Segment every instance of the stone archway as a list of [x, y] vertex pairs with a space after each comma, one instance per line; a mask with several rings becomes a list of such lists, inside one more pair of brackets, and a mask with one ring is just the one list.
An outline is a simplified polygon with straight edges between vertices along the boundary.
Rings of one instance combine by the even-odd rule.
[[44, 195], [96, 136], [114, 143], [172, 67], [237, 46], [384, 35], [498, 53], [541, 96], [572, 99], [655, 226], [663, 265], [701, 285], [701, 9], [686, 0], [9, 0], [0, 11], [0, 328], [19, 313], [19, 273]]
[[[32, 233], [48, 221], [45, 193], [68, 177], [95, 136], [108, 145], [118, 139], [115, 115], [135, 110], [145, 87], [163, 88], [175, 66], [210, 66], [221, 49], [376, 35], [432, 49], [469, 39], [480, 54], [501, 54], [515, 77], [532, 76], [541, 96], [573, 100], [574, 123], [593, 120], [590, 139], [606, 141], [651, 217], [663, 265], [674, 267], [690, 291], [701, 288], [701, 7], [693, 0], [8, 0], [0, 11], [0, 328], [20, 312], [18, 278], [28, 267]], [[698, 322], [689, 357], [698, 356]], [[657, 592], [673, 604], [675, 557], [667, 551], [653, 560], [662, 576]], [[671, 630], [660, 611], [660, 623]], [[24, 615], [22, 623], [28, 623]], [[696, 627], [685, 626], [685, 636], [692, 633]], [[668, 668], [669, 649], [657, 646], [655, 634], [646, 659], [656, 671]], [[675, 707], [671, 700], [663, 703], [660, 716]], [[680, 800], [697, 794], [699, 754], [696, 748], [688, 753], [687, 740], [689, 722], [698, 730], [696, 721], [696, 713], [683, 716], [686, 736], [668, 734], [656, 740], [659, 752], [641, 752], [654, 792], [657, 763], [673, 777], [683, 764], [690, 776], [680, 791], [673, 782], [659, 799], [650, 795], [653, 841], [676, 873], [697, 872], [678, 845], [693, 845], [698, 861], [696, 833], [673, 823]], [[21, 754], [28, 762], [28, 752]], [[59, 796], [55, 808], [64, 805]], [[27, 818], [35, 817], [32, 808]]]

GIVEN EXERCISE:
Return each of the records above verbatim, with no alteration to any character.

FINISHED EXERCISE:
Segment every instance of the stone archway as a list of [x, y] vertex pairs with a space after each comma, one instance per line; a mask with several rings becomes a list of such lists, inside one more pair of brackets, and a mask with one ring is just the one list.
An outline is a simplified polygon with straight edges between vertices along the boundary.
Rings of one instance combine by the even-odd rule.
[[44, 195], [96, 136], [114, 143], [172, 67], [237, 46], [384, 35], [498, 53], [541, 96], [572, 99], [655, 226], [663, 265], [701, 285], [701, 9], [686, 0], [9, 0], [0, 11], [0, 328], [19, 313], [19, 273]]
[[[32, 233], [48, 221], [45, 193], [68, 177], [95, 136], [108, 145], [118, 139], [115, 115], [135, 110], [145, 87], [163, 88], [175, 66], [210, 66], [221, 49], [376, 35], [432, 49], [469, 39], [480, 54], [501, 54], [515, 77], [532, 76], [541, 96], [573, 100], [574, 123], [593, 120], [590, 139], [606, 141], [651, 217], [663, 265], [674, 267], [690, 291], [701, 288], [701, 7], [693, 0], [8, 0], [0, 11], [0, 328], [20, 312], [18, 278], [28, 267]], [[698, 322], [689, 357], [698, 356]], [[657, 592], [673, 604], [675, 557], [667, 551], [653, 560], [662, 576]], [[671, 630], [660, 611], [660, 623]], [[24, 615], [22, 623], [28, 623]], [[696, 627], [685, 626], [685, 636], [692, 633]], [[668, 668], [669, 649], [657, 646], [655, 634], [646, 659], [656, 671]], [[675, 707], [671, 700], [663, 703], [660, 716]], [[680, 800], [697, 794], [699, 754], [696, 748], [688, 753], [687, 740], [689, 722], [698, 730], [696, 721], [696, 713], [683, 716], [686, 736], [668, 734], [656, 740], [659, 752], [641, 752], [654, 792], [657, 763], [673, 777], [683, 764], [690, 776], [680, 791], [673, 782], [659, 799], [650, 795], [653, 841], [676, 873], [697, 872], [678, 845], [693, 845], [698, 861], [696, 833], [673, 823]], [[21, 754], [28, 762], [28, 752]], [[59, 796], [55, 808], [64, 805]], [[27, 818], [35, 817], [32, 808]]]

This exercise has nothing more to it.